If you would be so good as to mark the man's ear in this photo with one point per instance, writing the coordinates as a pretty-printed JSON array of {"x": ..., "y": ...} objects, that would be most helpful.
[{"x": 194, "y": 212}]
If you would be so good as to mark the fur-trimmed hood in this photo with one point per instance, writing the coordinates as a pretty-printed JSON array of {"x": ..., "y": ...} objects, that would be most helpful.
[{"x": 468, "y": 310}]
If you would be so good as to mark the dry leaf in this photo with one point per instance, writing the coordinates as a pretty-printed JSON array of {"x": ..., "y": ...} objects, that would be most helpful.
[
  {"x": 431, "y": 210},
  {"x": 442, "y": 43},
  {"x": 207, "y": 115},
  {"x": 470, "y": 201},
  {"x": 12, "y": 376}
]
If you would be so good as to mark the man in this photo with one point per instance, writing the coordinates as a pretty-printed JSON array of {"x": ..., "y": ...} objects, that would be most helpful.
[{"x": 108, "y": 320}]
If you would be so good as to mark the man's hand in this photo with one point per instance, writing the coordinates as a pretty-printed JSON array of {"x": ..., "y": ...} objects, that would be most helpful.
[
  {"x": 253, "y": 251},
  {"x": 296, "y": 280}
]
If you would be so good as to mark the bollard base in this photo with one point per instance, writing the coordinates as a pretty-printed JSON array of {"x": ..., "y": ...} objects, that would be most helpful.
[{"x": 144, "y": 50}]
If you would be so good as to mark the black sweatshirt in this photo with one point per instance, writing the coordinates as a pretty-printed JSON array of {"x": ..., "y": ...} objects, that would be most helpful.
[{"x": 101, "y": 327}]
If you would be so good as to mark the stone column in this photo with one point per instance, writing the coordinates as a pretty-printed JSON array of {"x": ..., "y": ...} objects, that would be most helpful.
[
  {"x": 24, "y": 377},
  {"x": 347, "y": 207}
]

——

-- Exercise instructions --
Lay out every line of the entries above as a Markdown table with two columns, "Row" for the line's number and "Line" for its text, leaving out any blank lines.

-- Answer for this exercise --
| Row | Line |
|---|---|
| 1 | If you would be so good as to mark the man's ear in this photo with one point per instance, writing the coordinates as a pretty-printed JSON array of {"x": ..., "y": ...} objects, that would be most helpful. |
| 2 | [{"x": 194, "y": 212}] |
| 3 | If you would be so good as to mark the fur-trimmed hood in this photo with one point per instance, writing the coordinates as a pretty-printed JSON array of {"x": ..., "y": ...} objects, that would be most helpful. |
| 4 | [{"x": 468, "y": 310}] |
| 5 | If you would be so good as to mark the dry leaf in this photo with one point per instance, writing the coordinates as a pretty-printed JSON array of {"x": ..., "y": ...} objects, that would be most helpful. |
| 6 | [ |
| 7 |   {"x": 431, "y": 210}, |
| 8 |   {"x": 442, "y": 43}, |
| 9 |   {"x": 207, "y": 115}, |
| 10 |   {"x": 470, "y": 201}, |
| 11 |   {"x": 12, "y": 376} |
| 12 | ] |
| 13 | If you would be so good as to mark the man in this photo with one point per instance, writing the coordinates as a pretty-printed JSON array of {"x": ..., "y": ...} objects, that would be most helpful. |
| 14 | [{"x": 108, "y": 320}] |
| 15 | If you would be so good as to mark the man's hand in this photo with one point per instance, writing the coordinates as a pretty-printed JSON array of {"x": ..., "y": ...} objects, that would be most helpful. |
| 16 | [ |
| 17 |   {"x": 253, "y": 251}, |
| 18 |   {"x": 296, "y": 280} |
| 19 | ] |
| 20 | If you would be so good as to mark the bollard base in this photo with one point per instance, writing the coordinates as a pretty-printed JSON array of {"x": ..., "y": ...} objects, that would be most helpful. |
| 21 | [{"x": 144, "y": 50}] |
| 22 | If you would be so good as to mark the black sweatshirt in this photo with one point per instance, writing the coordinates as a pretty-printed JSON array of {"x": ..., "y": ...} objects, that would be most helpful. |
| 23 | [{"x": 101, "y": 327}] |
| 24 | If you would be so good as to mark the stone column in this photo with one point per instance, writing the coordinates as a pretty-printed JSON array of {"x": ..., "y": ...} objects, that would be most helpful. |
| 25 | [ |
| 26 |   {"x": 24, "y": 377}, |
| 27 |   {"x": 347, "y": 207} |
| 28 | ] |